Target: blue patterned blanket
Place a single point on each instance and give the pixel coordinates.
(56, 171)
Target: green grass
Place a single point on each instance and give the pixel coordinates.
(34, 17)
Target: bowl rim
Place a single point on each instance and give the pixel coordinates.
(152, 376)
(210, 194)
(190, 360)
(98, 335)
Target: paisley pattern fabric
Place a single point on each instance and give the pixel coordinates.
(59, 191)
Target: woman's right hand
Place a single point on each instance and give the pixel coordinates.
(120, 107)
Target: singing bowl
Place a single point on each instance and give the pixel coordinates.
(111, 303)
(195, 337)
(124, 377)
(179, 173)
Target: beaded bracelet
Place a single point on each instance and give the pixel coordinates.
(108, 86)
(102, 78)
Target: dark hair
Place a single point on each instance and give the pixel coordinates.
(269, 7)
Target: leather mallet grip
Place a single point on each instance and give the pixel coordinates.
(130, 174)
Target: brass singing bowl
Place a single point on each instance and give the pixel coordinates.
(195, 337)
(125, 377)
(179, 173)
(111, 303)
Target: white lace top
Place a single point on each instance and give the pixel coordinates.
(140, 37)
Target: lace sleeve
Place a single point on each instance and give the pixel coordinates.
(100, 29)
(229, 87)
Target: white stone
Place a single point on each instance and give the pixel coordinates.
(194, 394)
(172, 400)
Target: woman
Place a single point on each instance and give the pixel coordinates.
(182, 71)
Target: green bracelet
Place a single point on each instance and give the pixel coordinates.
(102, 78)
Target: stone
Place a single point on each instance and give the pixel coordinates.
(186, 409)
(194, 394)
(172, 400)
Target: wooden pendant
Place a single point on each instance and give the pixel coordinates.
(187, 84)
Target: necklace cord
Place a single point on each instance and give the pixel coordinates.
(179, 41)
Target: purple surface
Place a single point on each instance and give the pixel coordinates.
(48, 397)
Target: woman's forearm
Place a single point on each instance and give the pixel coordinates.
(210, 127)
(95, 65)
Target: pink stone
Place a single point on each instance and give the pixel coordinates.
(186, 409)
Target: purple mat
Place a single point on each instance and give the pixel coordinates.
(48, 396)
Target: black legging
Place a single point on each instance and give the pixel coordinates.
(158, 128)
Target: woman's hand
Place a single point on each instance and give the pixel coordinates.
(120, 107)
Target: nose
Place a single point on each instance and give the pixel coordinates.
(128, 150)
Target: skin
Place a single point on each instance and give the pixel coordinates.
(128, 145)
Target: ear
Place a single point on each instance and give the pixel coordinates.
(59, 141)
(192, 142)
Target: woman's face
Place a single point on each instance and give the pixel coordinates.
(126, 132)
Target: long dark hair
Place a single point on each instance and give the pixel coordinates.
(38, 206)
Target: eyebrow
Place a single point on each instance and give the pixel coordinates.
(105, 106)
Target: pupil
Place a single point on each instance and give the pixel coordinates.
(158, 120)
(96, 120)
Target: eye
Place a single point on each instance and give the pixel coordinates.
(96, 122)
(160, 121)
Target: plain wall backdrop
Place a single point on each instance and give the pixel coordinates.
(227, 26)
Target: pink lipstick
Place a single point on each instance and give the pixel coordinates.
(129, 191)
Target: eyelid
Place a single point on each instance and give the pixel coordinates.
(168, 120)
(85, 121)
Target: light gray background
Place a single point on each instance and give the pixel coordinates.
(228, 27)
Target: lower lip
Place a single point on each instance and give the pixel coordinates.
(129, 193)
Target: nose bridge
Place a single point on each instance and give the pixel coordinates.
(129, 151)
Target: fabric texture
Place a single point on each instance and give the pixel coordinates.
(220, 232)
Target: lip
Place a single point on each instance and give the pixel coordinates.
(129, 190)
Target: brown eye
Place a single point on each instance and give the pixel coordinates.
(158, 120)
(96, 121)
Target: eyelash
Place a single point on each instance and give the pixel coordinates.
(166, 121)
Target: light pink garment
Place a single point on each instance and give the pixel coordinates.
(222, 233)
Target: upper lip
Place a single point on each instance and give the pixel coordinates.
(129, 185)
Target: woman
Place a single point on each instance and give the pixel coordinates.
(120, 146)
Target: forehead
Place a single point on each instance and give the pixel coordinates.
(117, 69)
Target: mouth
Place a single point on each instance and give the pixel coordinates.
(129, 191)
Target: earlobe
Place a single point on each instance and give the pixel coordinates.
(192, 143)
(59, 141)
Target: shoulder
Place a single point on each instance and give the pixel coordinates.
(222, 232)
......
▸ **Exercise prompt**:
Only the lines from the one containing "Target: eyelid" through the end of the material should be reproduced, exactly, with both ends included.

▸ **Written solution**:
Target: eyelid
Place a single point on each instance and give the pixel coordinates.
(168, 120)
(85, 121)
Target: light gray background
Place a single point on each instance and give the pixel coordinates.
(228, 27)
Target: lower lip
Place a single point on each instance and give the pixel coordinates.
(129, 193)
Target: nose bridge
Place a single point on each instance and give the pixel coordinates.
(129, 151)
Target: fabric texture
Place a single point on each instance and give the pixel coordinates.
(220, 232)
Target: lip
Place a single point on each instance and give the pixel coordinates.
(129, 190)
Target: brown eye
Place a single point on each instance and give the pixel coordinates.
(158, 120)
(96, 121)
Target: eyelash
Place a single point on each instance and give the pixel coordinates.
(166, 121)
Target: light pink garment
Place a single point on each instance and give the pixel coordinates.
(222, 233)
Target: upper lip
Place a single point on each instance and give the pixel coordinates.
(129, 185)
Target: woman
Place a single point on each instance and give the pixel coordinates.
(120, 146)
Target: forehead
Place a single point on each instance and give the pixel coordinates.
(117, 69)
Target: mouth
Place a single point on each instance and give the pixel coordinates.
(129, 191)
Target: earlobe
Place a single point on each instance and give the pixel coordinates.
(192, 143)
(59, 141)
Target: shoulder
Place a single point on each instance and give the pixel coordinates.
(222, 232)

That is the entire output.